[START Material provided]

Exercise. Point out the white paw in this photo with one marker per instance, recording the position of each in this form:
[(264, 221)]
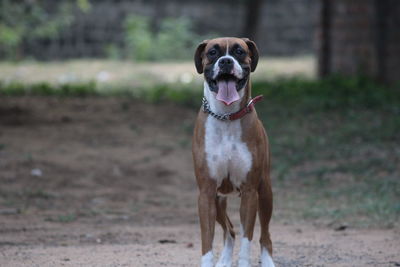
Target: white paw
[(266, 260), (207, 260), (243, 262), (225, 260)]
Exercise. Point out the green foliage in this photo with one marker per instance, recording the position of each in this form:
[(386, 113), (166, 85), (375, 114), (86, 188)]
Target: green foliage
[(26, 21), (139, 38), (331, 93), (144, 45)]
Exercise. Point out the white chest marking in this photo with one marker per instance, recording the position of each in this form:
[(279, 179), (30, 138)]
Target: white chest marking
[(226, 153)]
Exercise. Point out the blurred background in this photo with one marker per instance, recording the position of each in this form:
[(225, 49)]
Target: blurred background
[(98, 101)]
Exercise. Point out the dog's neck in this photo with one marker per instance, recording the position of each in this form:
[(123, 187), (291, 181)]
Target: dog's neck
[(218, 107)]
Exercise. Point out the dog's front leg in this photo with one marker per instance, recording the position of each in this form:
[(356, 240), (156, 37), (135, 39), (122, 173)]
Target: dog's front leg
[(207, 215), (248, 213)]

[END Material provided]

# [Written task]
Copy every line of the material above word for word, but leave the pictures out of your answer.

# [Result of this exercise]
Exercise. Point out the white paw in this photo with one marker per instance, recording the position of each in this form:
[(264, 221)]
Target: white paw
[(266, 260), (207, 260), (243, 262), (225, 260)]
Exercise. Point out the green foliage in this photo with one marker per instance, recording the position of each in this form:
[(386, 113), (166, 85), (375, 114), (86, 188)]
Target: green foliage
[(26, 21), (139, 38), (331, 93), (144, 45)]
Exercise. Point out the white chest marking in this photo with one marker per instance, recording the position of each in this form:
[(279, 179), (30, 138)]
Target: white chest marking
[(226, 153)]
Exercise. Point out the blurred background in this photo with one marker per instance, recording the position of each in this form:
[(225, 49)]
Target: blurred background
[(98, 101)]
Exercise. Point out the dog's neck in this photo with one marker per instance, recording the position of each in this form:
[(123, 187), (291, 181)]
Target: dog's neck
[(218, 107)]
Exercise. Point out the dog's front leg in this photo with one marker per instance, recording the position of each in this form:
[(356, 240), (156, 37), (135, 39), (122, 173)]
Target: dog's front leg
[(207, 215), (248, 213)]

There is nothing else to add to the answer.